-- Stated exercise --
Rescale the answers in the lines between the one containing "Target: low stone wall" and the one containing "(1163, 106)", inclusive, by multiplying every x and y coordinate by 1.25 and rounding to whole numbers, halves up. Write all of those lines out again, and copy every other line, including the items' wording, unchanged.

-- Records for the exercise --
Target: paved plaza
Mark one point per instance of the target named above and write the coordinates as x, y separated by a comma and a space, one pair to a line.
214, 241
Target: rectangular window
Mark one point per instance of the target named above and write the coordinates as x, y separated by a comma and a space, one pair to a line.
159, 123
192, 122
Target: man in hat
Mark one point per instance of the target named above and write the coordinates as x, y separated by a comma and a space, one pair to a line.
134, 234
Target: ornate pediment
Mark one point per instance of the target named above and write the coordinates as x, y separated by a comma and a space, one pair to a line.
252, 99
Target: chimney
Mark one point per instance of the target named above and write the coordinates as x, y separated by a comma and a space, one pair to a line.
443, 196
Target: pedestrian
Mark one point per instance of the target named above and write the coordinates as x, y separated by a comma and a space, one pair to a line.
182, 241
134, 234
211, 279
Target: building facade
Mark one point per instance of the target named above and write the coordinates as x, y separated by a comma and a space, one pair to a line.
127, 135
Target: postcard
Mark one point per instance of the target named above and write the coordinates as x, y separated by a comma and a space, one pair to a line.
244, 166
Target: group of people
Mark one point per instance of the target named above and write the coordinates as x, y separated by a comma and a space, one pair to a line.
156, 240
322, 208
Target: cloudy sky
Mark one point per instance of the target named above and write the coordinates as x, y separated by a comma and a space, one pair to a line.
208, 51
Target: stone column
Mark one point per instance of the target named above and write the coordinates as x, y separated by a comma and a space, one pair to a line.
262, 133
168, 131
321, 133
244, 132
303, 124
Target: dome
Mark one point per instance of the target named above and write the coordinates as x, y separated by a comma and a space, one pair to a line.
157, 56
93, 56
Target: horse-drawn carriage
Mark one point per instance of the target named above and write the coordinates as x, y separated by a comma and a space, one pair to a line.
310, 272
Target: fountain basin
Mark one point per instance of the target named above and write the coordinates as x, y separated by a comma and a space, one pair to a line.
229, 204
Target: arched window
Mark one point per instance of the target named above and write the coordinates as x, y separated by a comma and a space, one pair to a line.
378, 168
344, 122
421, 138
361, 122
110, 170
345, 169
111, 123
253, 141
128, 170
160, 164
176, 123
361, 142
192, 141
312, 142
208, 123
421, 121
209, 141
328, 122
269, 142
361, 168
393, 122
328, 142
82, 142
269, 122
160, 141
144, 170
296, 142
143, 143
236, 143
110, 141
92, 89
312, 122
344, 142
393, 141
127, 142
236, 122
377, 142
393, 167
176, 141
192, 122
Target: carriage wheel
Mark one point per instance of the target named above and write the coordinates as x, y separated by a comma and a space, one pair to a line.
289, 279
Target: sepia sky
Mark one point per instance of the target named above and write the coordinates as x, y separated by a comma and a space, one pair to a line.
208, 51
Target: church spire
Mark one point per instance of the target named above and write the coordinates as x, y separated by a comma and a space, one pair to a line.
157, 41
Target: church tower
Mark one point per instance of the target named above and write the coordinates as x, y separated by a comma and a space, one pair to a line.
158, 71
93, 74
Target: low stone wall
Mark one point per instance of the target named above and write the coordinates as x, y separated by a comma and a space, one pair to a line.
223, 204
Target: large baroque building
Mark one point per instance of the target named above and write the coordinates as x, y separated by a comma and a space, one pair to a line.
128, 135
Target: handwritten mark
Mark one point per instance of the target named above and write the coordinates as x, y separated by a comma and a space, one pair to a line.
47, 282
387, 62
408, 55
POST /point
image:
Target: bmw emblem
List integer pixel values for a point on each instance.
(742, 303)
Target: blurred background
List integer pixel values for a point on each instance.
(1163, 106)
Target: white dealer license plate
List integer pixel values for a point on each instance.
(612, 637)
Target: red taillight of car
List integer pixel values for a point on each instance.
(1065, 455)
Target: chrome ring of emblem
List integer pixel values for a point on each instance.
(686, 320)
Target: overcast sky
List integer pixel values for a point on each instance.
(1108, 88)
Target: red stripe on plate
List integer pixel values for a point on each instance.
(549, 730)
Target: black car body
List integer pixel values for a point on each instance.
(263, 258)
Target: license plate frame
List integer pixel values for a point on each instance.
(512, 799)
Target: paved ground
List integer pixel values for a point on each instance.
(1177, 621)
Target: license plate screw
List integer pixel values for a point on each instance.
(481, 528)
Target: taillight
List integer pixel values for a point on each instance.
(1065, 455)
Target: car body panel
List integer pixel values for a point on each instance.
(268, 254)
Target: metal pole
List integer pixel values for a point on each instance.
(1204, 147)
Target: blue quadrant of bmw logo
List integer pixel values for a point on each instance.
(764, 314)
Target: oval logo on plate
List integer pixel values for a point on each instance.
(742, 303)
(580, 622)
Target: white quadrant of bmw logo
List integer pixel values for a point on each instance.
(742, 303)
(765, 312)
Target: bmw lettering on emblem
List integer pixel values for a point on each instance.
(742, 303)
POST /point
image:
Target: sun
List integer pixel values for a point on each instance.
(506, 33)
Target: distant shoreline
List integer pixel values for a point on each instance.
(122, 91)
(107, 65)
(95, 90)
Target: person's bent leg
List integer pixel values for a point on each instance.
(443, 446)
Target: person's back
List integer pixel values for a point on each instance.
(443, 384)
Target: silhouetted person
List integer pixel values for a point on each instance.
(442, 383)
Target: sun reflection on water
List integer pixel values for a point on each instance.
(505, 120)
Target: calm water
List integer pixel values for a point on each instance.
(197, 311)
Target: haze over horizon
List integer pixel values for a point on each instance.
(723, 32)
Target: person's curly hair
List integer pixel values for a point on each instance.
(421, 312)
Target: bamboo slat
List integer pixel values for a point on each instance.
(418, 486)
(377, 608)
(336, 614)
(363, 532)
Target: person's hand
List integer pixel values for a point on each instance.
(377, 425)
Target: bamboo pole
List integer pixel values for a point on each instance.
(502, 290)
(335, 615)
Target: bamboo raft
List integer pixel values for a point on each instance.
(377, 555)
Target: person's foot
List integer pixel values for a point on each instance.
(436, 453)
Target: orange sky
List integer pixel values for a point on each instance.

-- Completed task --
Target: low stone wall
Mark one point per instance of the target named above and write the coordinates as x, y separated by a comma and a space, one pair to a line.
279, 255
Target: large baroque building
Mark one point per instance of the target named above and write the coordinates as x, y separated by a comma and a space, one pair to a line.
160, 169
Target: handwritten mark
Mark one point per instance of the target named above and write the coordinates as x, y separated by a comma and a space, one pair to a line.
59, 353
484, 78
510, 69
POST /point
image:
Target: bmw emblem
List integer pixel values for a point on each instance.
(928, 379)
Target: blurred background
List integer pixel values for a point on each instance.
(1454, 133)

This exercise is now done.